### Data records:
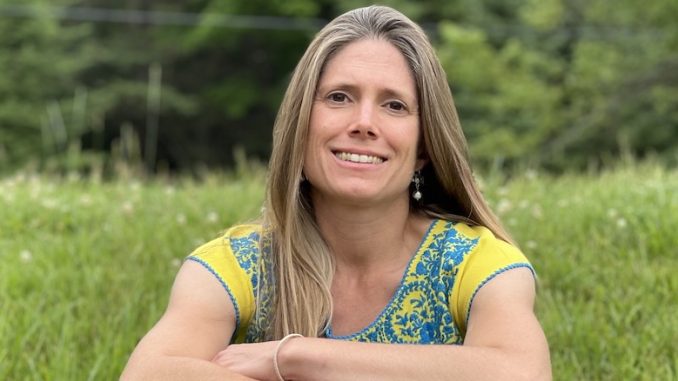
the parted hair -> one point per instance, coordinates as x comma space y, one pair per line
302, 262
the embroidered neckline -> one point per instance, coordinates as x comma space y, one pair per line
401, 286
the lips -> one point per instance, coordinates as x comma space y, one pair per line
358, 158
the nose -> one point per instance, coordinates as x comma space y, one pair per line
364, 124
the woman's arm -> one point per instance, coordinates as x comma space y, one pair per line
504, 342
198, 323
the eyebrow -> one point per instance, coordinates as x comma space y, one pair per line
389, 92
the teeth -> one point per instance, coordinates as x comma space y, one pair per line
355, 158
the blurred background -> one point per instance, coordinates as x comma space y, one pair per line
188, 86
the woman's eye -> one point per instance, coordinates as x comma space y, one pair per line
396, 106
337, 97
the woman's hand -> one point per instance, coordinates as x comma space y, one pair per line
251, 360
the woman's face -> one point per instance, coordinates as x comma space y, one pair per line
364, 126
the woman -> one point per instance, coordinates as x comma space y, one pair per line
375, 239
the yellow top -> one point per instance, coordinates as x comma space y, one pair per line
431, 305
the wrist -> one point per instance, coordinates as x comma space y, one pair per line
279, 359
290, 357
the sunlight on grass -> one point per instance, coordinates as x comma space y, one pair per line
87, 266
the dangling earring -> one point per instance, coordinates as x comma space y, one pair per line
417, 179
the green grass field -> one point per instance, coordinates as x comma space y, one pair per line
87, 266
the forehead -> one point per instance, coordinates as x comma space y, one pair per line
369, 62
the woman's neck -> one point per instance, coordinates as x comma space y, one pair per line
363, 238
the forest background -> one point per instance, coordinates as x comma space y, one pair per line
179, 85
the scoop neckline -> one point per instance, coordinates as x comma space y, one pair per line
399, 290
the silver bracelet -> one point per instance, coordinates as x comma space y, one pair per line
277, 349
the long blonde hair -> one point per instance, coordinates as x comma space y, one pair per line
303, 263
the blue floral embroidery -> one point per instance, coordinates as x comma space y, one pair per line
419, 312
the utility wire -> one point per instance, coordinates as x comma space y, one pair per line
160, 17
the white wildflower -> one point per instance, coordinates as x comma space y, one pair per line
536, 212
49, 203
85, 200
128, 207
212, 217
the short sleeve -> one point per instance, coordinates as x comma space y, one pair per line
232, 260
490, 257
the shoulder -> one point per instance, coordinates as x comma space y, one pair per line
487, 246
479, 257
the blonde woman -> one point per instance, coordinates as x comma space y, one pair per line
377, 257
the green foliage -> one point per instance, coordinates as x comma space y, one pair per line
568, 83
76, 300
555, 83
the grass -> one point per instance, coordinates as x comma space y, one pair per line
87, 266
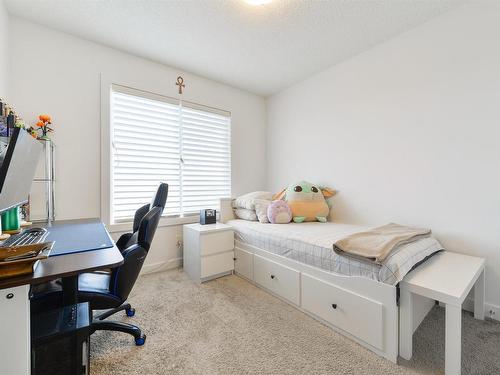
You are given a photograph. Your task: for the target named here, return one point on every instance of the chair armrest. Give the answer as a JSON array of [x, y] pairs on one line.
[[122, 241]]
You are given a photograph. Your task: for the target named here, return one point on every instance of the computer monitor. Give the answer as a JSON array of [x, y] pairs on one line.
[[19, 158]]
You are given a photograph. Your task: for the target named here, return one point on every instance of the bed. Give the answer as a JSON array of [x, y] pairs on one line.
[[312, 244], [296, 263]]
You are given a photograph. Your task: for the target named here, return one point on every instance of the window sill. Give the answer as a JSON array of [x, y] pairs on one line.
[[164, 222]]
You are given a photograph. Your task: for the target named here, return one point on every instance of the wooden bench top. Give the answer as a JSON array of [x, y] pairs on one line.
[[447, 277]]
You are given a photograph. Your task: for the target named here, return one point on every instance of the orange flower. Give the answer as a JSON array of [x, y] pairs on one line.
[[44, 118]]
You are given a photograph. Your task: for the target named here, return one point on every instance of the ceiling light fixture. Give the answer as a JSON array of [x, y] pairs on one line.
[[257, 2]]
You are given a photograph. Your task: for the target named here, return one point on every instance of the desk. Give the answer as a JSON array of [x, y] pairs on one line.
[[448, 278], [15, 345]]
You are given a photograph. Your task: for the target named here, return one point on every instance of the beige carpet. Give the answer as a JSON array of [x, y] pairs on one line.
[[228, 326]]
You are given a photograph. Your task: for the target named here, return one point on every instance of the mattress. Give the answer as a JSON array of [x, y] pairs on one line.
[[312, 244]]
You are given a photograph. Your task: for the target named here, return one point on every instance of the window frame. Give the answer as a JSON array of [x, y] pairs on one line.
[[155, 93]]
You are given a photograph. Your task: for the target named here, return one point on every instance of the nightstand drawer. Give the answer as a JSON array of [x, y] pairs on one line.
[[215, 264], [217, 242]]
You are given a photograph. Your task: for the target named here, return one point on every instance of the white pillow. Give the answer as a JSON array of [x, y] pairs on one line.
[[245, 214], [248, 200], [261, 209]]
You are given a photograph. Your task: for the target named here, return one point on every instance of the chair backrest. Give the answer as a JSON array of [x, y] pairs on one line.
[[159, 200], [123, 278]]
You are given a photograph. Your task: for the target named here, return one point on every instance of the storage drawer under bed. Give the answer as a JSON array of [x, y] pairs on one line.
[[351, 312], [279, 279]]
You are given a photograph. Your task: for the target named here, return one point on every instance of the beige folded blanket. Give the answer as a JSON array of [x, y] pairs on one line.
[[376, 244]]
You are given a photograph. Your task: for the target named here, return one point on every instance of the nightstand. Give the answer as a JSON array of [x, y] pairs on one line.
[[208, 251]]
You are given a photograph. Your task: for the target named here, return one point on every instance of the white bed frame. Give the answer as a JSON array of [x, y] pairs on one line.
[[362, 309]]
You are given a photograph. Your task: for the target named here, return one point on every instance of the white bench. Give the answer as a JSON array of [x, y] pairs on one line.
[[448, 278]]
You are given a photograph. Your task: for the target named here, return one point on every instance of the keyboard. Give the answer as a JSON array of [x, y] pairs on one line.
[[26, 237]]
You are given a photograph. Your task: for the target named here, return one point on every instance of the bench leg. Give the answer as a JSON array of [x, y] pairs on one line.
[[405, 324], [479, 297], [453, 340]]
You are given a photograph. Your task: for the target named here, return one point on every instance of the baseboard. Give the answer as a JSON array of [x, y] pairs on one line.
[[161, 266]]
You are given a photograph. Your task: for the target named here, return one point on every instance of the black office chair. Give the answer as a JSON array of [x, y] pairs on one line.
[[159, 200], [111, 290]]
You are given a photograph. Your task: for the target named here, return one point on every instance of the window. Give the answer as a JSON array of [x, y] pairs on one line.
[[158, 139]]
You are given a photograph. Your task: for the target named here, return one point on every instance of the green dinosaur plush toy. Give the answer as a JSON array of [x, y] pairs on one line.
[[307, 201]]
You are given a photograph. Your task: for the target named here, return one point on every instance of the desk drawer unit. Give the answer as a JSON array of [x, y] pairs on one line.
[[355, 314], [283, 281], [243, 263]]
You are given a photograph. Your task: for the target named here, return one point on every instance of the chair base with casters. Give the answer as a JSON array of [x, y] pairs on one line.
[[49, 296], [99, 324]]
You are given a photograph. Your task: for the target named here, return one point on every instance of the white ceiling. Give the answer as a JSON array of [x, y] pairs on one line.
[[262, 49]]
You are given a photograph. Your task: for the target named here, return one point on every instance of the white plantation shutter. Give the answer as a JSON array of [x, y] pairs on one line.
[[206, 155], [154, 139]]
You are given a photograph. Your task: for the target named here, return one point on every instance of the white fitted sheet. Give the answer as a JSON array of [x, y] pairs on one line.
[[312, 244]]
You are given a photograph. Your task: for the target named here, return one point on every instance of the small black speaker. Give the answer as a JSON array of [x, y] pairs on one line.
[[207, 216]]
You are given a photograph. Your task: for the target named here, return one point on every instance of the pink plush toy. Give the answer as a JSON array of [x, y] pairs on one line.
[[279, 212]]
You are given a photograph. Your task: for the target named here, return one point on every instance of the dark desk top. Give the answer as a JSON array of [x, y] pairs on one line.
[[70, 264]]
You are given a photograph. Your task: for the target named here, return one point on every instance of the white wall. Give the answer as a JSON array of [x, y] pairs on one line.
[[4, 49], [58, 74], [408, 131]]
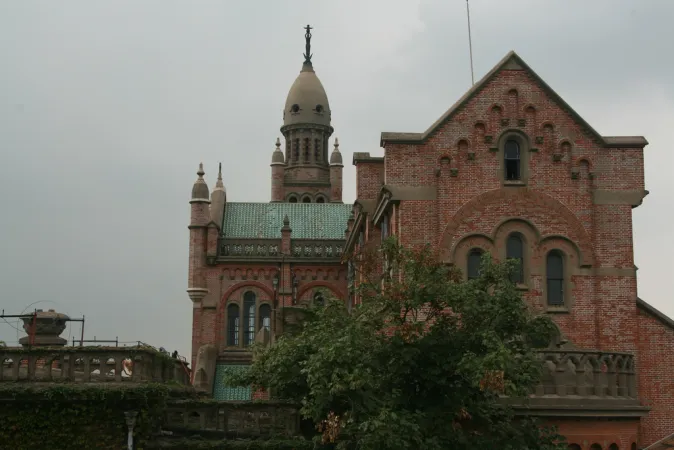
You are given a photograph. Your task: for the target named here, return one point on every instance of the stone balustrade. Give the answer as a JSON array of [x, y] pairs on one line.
[[587, 373], [265, 418], [91, 364]]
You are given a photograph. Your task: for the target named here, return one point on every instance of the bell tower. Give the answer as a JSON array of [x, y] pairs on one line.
[[306, 130]]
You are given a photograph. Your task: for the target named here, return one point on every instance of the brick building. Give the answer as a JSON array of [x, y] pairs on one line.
[[510, 169]]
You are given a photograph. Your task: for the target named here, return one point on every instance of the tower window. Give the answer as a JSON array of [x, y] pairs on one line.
[[555, 278], [515, 250], [306, 150], [473, 263], [317, 150], [319, 299], [233, 324], [265, 317], [512, 160], [248, 318]]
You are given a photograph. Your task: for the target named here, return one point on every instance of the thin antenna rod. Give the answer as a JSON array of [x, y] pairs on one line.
[[470, 46]]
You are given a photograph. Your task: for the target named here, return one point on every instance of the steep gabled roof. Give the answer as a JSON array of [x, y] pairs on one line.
[[512, 61]]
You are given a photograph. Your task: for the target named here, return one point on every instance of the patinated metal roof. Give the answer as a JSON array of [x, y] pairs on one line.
[[264, 220]]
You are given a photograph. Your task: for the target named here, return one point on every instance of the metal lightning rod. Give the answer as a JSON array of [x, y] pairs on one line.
[[470, 46]]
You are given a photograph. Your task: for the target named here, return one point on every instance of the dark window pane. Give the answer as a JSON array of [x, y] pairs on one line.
[[233, 325], [512, 160], [474, 261], [555, 278], [319, 300], [515, 250], [265, 317], [248, 318], [512, 150]]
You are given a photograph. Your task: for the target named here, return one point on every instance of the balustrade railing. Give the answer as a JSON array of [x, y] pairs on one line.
[[587, 373], [249, 419], [91, 364]]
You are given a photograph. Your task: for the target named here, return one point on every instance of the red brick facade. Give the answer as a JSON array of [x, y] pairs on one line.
[[572, 193]]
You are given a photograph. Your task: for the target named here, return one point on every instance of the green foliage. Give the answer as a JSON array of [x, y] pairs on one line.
[[71, 416], [421, 363]]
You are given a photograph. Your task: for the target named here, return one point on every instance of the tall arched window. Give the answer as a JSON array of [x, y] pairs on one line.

### WORK TO COMPLETE:
Please lay out the material above as a Markdown table with the columns "No." and "Line," giving each line its own numbered row and leaving blank lines out. Start at the line that contains "of the desk." and stop after the line that contains "[[155, 93]]", including no other lines.

### THE COMPLETED TASK:
| No. | Line |
|---|---|
| 1 | You are given a photograph. Your task: for the target named here, return one point on every instance of the desk. Give the answer as a JSON array of [x, y] pairs on one line. |
| 2 | [[448, 278], [15, 345]] |
| 3 | You are given a photograph. Your task: for the target named here, return one point on every instance of the beige carpet. Give the answer as a JSON array of [x, y] pairs on one line. |
| 4 | [[228, 326]] |
| 5 | You are given a photograph. Your task: for the target named here, return one point on every instance of the mattress. Give the answer as a JSON array of [x, y] pairs on one line. |
| 6 | [[312, 244]] |
| 7 | You are given a photograph. Your task: for the target named here, return one point on every instance of the window frame. Give the answer as a JSON array of [x, y] pairs on one line. |
| 8 | [[155, 93]] |